Only an exact repetition of the lines from the one that holds "the white sea" to the end of the records is wanted.

(Beginning of SOURCE DATA)

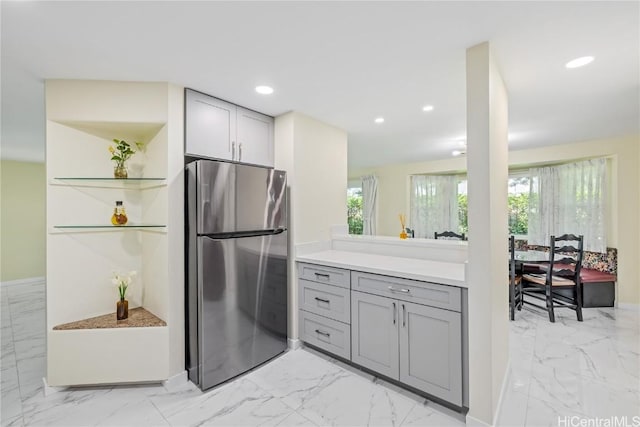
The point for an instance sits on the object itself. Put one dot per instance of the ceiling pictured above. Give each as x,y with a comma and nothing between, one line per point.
344,63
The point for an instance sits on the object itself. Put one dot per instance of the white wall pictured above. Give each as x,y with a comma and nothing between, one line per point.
487,154
314,155
623,224
22,240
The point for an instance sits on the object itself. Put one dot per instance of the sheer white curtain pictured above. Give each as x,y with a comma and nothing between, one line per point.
369,199
434,204
569,198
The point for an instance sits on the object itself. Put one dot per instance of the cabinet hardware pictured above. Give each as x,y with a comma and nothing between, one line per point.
404,291
394,313
404,316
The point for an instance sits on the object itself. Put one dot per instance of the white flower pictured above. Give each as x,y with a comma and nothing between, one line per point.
123,282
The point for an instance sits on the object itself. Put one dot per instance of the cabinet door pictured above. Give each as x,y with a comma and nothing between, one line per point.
374,333
210,126
431,350
255,138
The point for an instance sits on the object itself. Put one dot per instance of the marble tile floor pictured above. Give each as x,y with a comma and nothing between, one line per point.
589,369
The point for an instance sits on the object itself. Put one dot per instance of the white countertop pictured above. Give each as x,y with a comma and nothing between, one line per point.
446,273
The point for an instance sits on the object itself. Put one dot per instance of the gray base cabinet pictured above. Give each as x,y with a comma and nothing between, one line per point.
374,333
431,350
418,345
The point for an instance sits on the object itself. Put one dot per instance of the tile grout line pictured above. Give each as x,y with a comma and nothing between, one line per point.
15,357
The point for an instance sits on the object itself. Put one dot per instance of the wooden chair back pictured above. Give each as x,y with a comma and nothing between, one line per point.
565,257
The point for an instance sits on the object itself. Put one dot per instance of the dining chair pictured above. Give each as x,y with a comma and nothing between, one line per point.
515,279
560,286
450,235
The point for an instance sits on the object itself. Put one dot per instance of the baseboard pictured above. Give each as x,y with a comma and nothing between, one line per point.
628,306
49,390
27,281
176,381
294,344
471,421
474,422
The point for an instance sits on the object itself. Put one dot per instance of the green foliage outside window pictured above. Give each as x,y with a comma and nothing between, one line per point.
463,224
354,212
518,213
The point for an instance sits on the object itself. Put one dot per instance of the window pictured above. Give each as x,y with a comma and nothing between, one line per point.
569,198
518,203
434,204
354,209
463,224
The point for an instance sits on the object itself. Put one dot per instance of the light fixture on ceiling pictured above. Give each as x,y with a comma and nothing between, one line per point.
264,90
579,62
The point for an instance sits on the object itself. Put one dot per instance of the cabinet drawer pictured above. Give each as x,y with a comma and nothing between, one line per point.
326,334
432,294
322,274
325,300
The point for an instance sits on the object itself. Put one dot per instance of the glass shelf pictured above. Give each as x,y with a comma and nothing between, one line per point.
139,183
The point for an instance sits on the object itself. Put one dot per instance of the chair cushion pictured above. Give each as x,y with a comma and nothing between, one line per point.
541,279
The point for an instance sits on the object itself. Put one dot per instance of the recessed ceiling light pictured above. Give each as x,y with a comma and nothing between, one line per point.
264,90
579,62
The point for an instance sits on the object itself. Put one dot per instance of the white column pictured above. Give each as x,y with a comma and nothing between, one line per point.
314,154
487,173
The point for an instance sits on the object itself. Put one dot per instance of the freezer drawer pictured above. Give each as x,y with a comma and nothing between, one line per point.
233,198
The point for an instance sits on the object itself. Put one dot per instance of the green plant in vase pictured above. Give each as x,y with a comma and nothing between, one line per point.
121,153
122,282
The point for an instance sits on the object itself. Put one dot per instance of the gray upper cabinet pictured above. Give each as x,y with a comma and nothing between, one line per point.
217,129
210,126
374,333
255,138
431,350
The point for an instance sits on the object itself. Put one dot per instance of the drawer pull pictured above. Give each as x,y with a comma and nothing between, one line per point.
394,313
404,291
404,316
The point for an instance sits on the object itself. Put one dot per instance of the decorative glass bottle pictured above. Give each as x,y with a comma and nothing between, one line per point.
119,216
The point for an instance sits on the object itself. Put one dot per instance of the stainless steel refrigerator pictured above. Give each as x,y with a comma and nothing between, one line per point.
237,269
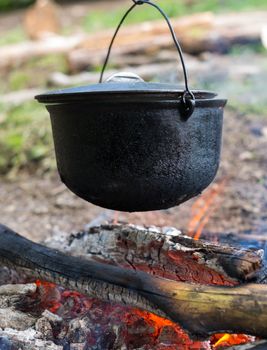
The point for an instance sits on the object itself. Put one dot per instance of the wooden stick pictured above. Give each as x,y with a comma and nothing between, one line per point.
201,310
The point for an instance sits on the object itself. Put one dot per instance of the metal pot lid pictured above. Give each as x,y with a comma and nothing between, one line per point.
121,84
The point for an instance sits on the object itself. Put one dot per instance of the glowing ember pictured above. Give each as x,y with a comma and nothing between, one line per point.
111,326
203,208
107,326
226,340
115,218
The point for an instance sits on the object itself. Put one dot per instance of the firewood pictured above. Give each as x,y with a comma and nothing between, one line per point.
200,309
196,33
163,252
42,19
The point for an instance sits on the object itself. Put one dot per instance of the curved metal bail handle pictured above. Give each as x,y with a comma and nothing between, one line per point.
188,98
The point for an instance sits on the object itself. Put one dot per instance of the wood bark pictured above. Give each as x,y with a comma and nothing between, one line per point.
201,310
164,252
196,33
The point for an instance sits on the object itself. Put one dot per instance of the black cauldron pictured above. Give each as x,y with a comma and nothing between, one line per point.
129,145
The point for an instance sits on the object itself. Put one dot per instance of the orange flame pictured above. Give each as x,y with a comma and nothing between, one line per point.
225,340
203,208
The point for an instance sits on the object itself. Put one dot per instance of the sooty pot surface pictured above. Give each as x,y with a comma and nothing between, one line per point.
136,156
134,146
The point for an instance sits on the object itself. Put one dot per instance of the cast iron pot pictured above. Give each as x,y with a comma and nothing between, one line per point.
133,146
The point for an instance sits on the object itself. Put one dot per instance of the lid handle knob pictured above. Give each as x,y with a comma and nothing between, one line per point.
188,98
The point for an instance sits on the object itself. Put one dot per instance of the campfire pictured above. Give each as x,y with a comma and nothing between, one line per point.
133,146
78,304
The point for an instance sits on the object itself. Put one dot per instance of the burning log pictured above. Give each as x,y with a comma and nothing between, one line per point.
165,253
201,310
9,316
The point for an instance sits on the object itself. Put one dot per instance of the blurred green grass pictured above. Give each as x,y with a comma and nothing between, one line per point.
173,8
25,138
25,132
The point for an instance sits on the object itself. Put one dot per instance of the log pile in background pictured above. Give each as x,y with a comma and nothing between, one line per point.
197,33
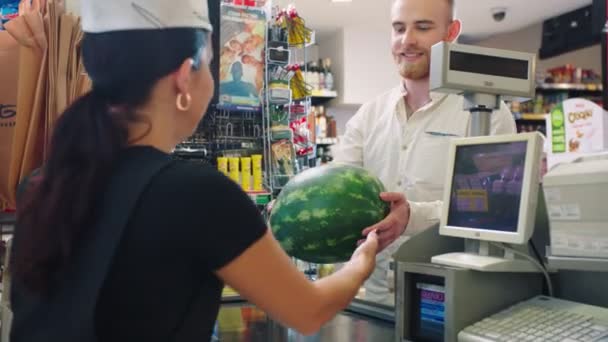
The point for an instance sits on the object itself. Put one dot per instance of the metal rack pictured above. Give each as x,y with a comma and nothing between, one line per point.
231,133
280,55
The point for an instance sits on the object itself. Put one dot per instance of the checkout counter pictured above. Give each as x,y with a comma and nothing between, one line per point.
505,242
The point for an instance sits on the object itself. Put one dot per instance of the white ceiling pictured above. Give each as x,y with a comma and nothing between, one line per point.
323,15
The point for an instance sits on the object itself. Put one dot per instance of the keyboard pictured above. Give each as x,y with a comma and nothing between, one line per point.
541,319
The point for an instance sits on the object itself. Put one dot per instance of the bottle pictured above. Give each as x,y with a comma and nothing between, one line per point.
314,79
329,77
321,124
321,75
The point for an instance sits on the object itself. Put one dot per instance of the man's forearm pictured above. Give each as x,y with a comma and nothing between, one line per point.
422,216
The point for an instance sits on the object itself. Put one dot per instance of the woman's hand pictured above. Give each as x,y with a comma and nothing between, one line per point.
394,224
364,257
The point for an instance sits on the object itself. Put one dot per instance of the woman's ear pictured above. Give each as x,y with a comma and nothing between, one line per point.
183,75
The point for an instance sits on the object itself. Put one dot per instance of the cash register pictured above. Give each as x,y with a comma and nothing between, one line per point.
480,274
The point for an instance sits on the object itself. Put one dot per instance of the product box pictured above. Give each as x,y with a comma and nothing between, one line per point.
576,127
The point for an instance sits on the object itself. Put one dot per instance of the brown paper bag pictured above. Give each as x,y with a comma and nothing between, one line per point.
28,30
9,62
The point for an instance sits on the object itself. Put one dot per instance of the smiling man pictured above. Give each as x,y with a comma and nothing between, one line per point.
402,136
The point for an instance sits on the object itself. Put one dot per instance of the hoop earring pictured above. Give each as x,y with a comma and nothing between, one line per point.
183,107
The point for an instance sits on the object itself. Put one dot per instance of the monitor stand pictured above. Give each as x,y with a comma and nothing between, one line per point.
483,260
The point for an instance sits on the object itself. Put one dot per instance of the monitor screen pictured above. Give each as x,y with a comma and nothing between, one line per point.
428,308
487,186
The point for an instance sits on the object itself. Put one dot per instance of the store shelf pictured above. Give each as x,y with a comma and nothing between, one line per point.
532,116
260,198
327,141
325,93
578,264
570,86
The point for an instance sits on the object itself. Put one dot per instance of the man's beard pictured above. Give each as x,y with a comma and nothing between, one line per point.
414,71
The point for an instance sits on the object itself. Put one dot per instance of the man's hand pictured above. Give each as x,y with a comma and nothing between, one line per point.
394,224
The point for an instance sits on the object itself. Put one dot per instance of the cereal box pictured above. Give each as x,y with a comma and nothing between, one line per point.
577,126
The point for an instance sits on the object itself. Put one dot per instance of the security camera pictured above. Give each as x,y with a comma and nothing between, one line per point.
499,13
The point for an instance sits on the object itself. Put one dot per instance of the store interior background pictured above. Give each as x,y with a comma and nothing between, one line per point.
355,35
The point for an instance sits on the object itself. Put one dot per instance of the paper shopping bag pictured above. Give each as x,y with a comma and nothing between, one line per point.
9,62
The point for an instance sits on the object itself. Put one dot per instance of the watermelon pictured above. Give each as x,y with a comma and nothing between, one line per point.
319,215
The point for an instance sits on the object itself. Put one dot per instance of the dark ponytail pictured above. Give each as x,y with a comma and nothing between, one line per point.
59,206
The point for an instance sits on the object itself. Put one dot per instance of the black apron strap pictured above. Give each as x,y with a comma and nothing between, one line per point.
69,315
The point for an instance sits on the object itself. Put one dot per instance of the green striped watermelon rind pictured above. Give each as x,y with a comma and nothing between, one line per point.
307,224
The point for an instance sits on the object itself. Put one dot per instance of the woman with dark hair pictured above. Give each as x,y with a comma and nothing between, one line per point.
191,230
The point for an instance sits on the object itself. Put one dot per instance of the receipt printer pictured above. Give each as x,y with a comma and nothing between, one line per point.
575,195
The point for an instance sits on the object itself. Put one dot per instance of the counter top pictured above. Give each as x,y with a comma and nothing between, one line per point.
243,322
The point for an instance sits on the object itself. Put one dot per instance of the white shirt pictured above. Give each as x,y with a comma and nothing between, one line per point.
409,156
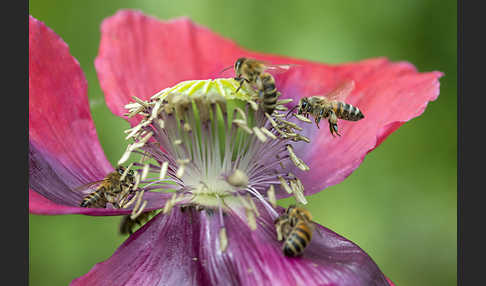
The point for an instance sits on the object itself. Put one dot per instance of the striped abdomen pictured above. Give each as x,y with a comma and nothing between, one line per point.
269,91
94,200
298,239
346,111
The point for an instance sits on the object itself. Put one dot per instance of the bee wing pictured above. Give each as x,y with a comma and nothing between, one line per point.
279,68
342,91
90,185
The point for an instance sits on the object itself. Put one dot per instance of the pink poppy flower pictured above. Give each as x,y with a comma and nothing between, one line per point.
232,240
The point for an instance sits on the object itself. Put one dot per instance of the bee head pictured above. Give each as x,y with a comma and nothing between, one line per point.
290,209
120,169
238,64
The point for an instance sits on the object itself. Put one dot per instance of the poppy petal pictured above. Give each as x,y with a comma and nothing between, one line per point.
389,94
64,151
256,258
162,252
183,248
140,55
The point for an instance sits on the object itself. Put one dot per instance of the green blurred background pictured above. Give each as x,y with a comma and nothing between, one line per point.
399,205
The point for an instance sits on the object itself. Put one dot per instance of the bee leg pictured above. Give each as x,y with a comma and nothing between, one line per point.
333,128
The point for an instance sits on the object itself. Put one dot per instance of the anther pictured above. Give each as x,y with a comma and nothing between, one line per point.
259,134
271,196
238,178
145,171
268,133
284,184
297,161
223,239
163,170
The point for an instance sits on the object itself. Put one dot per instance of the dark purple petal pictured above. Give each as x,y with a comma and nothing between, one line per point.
256,258
160,253
64,151
183,248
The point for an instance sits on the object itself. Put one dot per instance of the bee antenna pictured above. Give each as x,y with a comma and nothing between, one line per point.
226,68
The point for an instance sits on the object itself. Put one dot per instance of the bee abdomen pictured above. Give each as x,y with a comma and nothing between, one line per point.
270,94
297,240
347,111
94,199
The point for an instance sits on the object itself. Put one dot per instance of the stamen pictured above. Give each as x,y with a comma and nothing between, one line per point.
284,184
137,181
197,146
238,179
125,173
271,196
136,208
140,210
141,102
240,111
125,156
284,101
259,134
163,170
268,133
223,239
170,203
145,171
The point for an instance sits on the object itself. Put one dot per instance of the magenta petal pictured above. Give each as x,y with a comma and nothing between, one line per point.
389,94
183,248
160,253
64,150
59,116
256,258
140,55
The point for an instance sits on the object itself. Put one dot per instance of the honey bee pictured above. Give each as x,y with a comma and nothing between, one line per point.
254,73
329,107
128,225
108,190
295,228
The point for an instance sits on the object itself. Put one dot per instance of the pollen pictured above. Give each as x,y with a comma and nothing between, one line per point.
210,145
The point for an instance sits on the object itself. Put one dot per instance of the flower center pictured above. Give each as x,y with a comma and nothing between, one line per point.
214,147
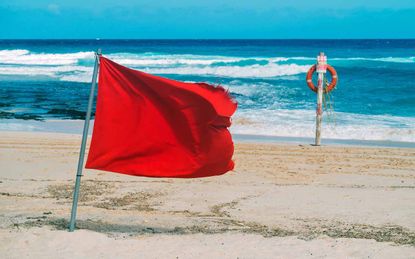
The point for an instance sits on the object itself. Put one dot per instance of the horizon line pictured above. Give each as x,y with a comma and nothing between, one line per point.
201,39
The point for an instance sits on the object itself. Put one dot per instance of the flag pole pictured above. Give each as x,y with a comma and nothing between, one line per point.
83,144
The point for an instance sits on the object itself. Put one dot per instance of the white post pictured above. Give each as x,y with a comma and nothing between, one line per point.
83,144
321,70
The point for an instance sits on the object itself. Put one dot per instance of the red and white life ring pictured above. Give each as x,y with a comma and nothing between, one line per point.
327,89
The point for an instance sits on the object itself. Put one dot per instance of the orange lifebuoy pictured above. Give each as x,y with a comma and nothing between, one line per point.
327,89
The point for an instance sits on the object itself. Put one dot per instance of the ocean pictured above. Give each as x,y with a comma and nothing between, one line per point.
44,84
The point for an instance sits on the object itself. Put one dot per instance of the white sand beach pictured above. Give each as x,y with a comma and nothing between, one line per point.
281,201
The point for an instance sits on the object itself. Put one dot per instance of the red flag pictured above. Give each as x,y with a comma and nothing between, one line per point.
152,126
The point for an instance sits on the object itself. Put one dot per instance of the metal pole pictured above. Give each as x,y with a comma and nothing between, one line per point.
83,144
321,70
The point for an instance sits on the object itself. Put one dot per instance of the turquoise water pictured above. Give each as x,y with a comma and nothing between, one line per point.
44,80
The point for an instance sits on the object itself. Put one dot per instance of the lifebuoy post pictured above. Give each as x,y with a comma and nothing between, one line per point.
321,71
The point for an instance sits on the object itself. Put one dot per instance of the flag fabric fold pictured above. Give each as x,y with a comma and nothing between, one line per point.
151,126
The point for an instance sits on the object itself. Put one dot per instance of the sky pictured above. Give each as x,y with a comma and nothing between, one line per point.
207,19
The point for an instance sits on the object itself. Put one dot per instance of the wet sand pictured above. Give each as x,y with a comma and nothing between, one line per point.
282,200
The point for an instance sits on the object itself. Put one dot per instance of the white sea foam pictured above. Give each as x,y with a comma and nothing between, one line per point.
301,123
24,57
51,71
253,71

(End of SOURCE DATA)

• [PROBLEM SOLUTION]:
The point for an instance sits on the object itself. Put one dot per instance of the white sea foam pictured above. Give each as x,y with a comma and nothing between, one line per point.
301,123
24,57
51,71
253,71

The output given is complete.